[PASSAGE]

::::

John,
What do you mean by "there is no ideally correct case"?
I can understand if you sincerely doubt about elementary arithmetic,
though. In that case the term research lost his meaning, and we get a
completely instrumentalist conception of science. We get the type of
relativism used by my opponents i Brussels and Paris, that is
philosophers who asserted that truth = power, and who illustrated it
by rejecting my thesis while admitting not having seen any flaws. One
said to me simply: "we have the money". Those are cynical people who
vindicate corruption, simply.
We don't know the truth, but to make sense of research we need some
faith in it.
Bruno
On 21 Feb 2013, at 22:00, John Mikes wrote:
(I THINK: Brent):
But then, according to you, if they happen to be true they are
knowledge.
(I THINK: Bruno):
Yes, but "we" can't know that.
(again I THINK Brent:)
I'd say it's the other way around, scientists have no beliefs, only
hypotheses.
(again I THINK Bruno:) I define "belief" by "hypothesis" or
"derived from hypotheses". That's why in the ideally correct case,
belief = provable. This works because provable does not entail truth.
JM: There is NO ideally correct case. I define 'belief' as being
possibly based on hearsay as well (religious etc.)
(May I refer to my 2000 essay: Science - Religion, several times
quoted on these pages).
JM
On Thu, Feb 21, 2013 at 5:58 AM, Bruno Marchal <marc...@ulb.ac.be>
wrote:
On 20 Feb 2013, at 21:15, meekerdb wrote:
On 2/20/2013 8:02 AM, Bruno Marchal wrote:
Hi John,
On 19 Feb 2013, at 23:28, John Mikes wrote:
Craig, it seems we engaged in a fruitful discussion- thank you.
I want to reflect to a few concepts only from it to clarify MY
stance.
First my use of a 'model'. There are different models, from the
sexy young females over the math-etc. descriptions of theoretical
concepts (some not so sexy). - What I (after Robert Rosen?) use
by this word is an extract of something, we may not know in toto.
Close to an 'Occamized' version, but "cut" mostly by ignorance of
the 'rest of it', not for added clarity. Applied to whatever we
know TODAY about the world. Or: we THINK WE KNOW.
A scientist know nothing. Just nothing, not even his own
consciousness.
In science we have only beliefs,
But then, according to you, if they happen to be true they are
knowledge.
Yes, but "we" can't know that.
I'd say it's the other way around, scientists have no beliefs, only
hypotheses.
I define "belief" by "hypothesis" or "derived from hypotheses".
That's why in the ideally correct case, belief = provable. This
works because provable does not entail truth.
If you ask a physicist, for example, if he believes GR he will
probably give a complicated answer about how it is our best theory
of macroscopic gravitation and it has proven correct in many
experiments and it is our best model - BUT it is almost certainly
not right because its inconsistent with QM.

::::

[DATA PROVIDED]
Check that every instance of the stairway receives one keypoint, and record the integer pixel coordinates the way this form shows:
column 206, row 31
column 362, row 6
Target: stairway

::::

[YOUR TASKS]
**A)** List each distinct person named as a writer in the thread's attribution lines, the ones stating that someone "wrote".
**B)** In the thread, which essay of his own does JM refer readers to?
**C)** Reproduce the thread word for word from "First my use" to "consciousness.".

[SOLUTION LIST]
**A)** John Mikes, Bruno Marchal, meekerdb

**B)** His 2000 essay "Science - Religion".

**C)**
First my use of a 'model'. There are different models, from the
sexy young females over the math-etc. descriptions of theoretical
concepts (some not so sexy). - What I (after Robert Rosen?) use
by this word is an extract of something, we may not know in toto.
Close to an 'Occamized' version, but "cut" mostly by ignorance of
the 'rest of it', not for added clarity. Applied to whatever we
know TODAY about the world. Or: we THINK WE KNOW.
A scientist know nothing. Just nothing, not even his own
consciousness.